■ Dataset rows on where objects appear
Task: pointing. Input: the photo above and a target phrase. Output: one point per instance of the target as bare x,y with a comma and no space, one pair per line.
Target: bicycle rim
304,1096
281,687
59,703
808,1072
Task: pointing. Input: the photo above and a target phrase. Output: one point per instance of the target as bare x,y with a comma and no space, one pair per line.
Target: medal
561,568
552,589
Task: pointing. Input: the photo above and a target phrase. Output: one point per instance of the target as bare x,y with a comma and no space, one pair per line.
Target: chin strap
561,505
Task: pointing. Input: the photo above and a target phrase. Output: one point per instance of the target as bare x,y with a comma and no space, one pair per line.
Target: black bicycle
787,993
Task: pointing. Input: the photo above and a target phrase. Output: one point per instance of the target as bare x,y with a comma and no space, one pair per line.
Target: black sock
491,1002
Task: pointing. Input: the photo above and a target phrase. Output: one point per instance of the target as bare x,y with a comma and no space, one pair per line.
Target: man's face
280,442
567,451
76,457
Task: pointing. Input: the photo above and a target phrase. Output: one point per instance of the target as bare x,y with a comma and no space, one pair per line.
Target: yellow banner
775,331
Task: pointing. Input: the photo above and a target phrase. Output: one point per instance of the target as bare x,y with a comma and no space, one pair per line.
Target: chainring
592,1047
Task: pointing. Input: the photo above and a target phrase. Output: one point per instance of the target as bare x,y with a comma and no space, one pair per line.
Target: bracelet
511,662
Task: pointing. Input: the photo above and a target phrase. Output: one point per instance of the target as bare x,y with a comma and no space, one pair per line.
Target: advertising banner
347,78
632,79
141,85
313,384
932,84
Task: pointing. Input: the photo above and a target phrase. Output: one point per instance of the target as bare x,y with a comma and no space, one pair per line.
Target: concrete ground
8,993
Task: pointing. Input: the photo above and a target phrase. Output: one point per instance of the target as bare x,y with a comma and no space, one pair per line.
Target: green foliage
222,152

■ Task to complete
Reproduce all of the material above word for word.

■ Task answer
Task: pointing. Input: the photo above and a target phrase. Output: one point per instance of the target as bare x,y with a comma and no space, one pair per line.
Target: bicycle rim
304,1096
281,687
59,703
808,1072
Task: pointing. Input: the photo above and a target phrase. Output: one point per instance of the target as bare x,y with a comma and no space, one pair per line.
Target: medal
561,568
552,589
Task: pointing. Input: the photo above and a target phrase. Output: one point per instance of the target as bare x,y with a comma and no space, one pair per line.
Target: chin strap
561,505
Task: pointing. Input: the photo above and a target phrase. Output: one point per instance of the target as bare x,y with a comma and no space, one pair per line.
Target: black bicycle
787,993
Task: pointing. Input: the photo above and a target phrase. Output: one point per instance of the target as bare x,y with a comma and no space, one pair per line.
Target: black sock
491,1002
Task: pointing. Input: the photo above and a target phrase. Output: one point per instance of the target as bare x,y with a comma and no space, one pair per line.
Target: man's face
280,442
567,451
76,457
Task: pointing. Input: the photo above and a target phrase. Output: one point per instance of the target as bare x,y with a comma and no space, one pair per line.
Target: yellow banner
775,331
Task: pointing. Input: the photo above and a target phrase. Output: one point per instance of the target as bare x,y with a comma and no space, one pair per line.
Target: chainring
592,1047
Task: pointing. Input: the photo above and a target phrase. Output: one point per instance of the target as bare x,y with a comma and no space, one pair per line.
Target: bracelet
511,662
Task: pointing. Input: the photo above and a target phrase. Output: one point per instance of the target as bare x,y with a comma and no space, one pair per line.
Target: advertising banner
347,78
632,79
141,85
313,384
932,84
Task: pointing. Input: the photo above and a target phrase. Output: one point per instance of the target as bare x,y with a comma and no space, one pair per line.
Target: concrete ground
8,993
Task: pointing. Input: the photo above and a target phrase. Output: one point per instance of the target as bare x,y with a comma and no space, one pair per line.
Target: green foliage
222,152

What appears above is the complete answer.